[Data for the task Boundary: Start]

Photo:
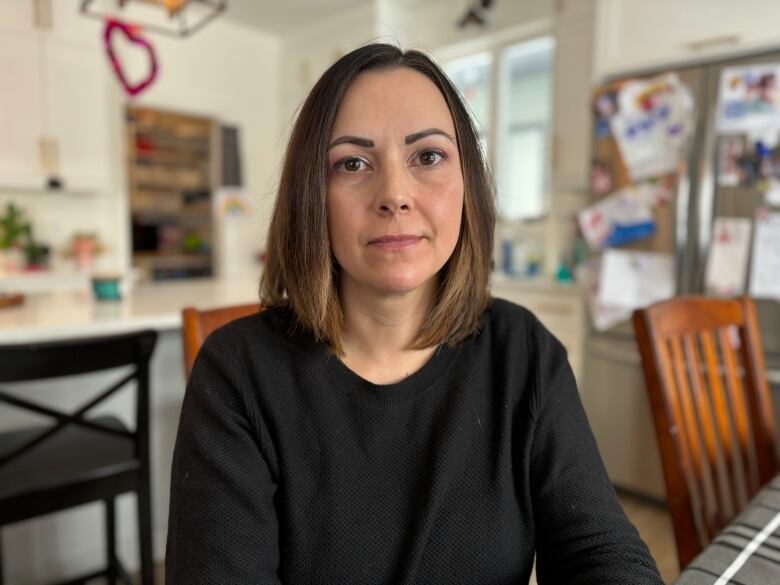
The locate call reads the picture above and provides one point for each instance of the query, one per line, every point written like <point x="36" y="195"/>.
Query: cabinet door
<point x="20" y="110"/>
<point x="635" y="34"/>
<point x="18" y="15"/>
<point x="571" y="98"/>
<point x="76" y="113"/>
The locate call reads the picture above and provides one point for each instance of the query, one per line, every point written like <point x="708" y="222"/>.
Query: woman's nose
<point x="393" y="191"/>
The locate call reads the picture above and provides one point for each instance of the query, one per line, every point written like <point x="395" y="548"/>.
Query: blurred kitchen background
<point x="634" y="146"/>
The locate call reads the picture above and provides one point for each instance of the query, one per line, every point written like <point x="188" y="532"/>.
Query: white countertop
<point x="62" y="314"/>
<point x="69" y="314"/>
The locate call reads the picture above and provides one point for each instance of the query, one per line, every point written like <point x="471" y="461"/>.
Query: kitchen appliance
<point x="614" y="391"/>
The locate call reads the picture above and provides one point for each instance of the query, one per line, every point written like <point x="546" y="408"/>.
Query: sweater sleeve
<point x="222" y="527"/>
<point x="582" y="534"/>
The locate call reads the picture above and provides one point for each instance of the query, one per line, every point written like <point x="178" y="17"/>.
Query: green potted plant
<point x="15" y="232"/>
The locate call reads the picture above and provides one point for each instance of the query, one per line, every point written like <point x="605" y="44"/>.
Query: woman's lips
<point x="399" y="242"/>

[Data for the task Boundary: End]

Return every entry above exactly as written, minus the pictures.

Photo:
The locate call reads the picture above and provides one point for each instance of the query, one per line, every point written like <point x="36" y="195"/>.
Query: cabinet door
<point x="20" y="110"/>
<point x="635" y="34"/>
<point x="18" y="15"/>
<point x="571" y="98"/>
<point x="76" y="113"/>
The locate call reads the picture above and provides one point for each instance of the query, one per line, every point written like <point x="708" y="222"/>.
Query: woman's nose
<point x="393" y="191"/>
The locate call reads the picture above and provides one point for each instance of the query, one per line, every point written like <point x="395" y="548"/>.
Query: blurred kitchen background
<point x="634" y="146"/>
The locate call reads the picture above and provides one point for each instance of the query, one per line, every point written like <point x="188" y="532"/>.
Query: white countertop
<point x="62" y="314"/>
<point x="69" y="314"/>
The locate call reads the picture above and provides one point for each instance of the query, one per line, every point written like <point x="471" y="461"/>.
Query: kitchen appliance
<point x="614" y="391"/>
The locate call reads the picture above and provides one point for each instance of the query, one per line, every point written like <point x="546" y="408"/>.
Query: sweater sleeve
<point x="222" y="527"/>
<point x="582" y="534"/>
The locate call reads the picture above and provides one point for each instance of the query, one per line, every point written like <point x="178" y="17"/>.
Query: green potted plant
<point x="15" y="232"/>
The locate call reads the picture above and provides one point for each instance of the query, one per line, every point written like <point x="605" y="44"/>.
Query: woman's lips
<point x="399" y="242"/>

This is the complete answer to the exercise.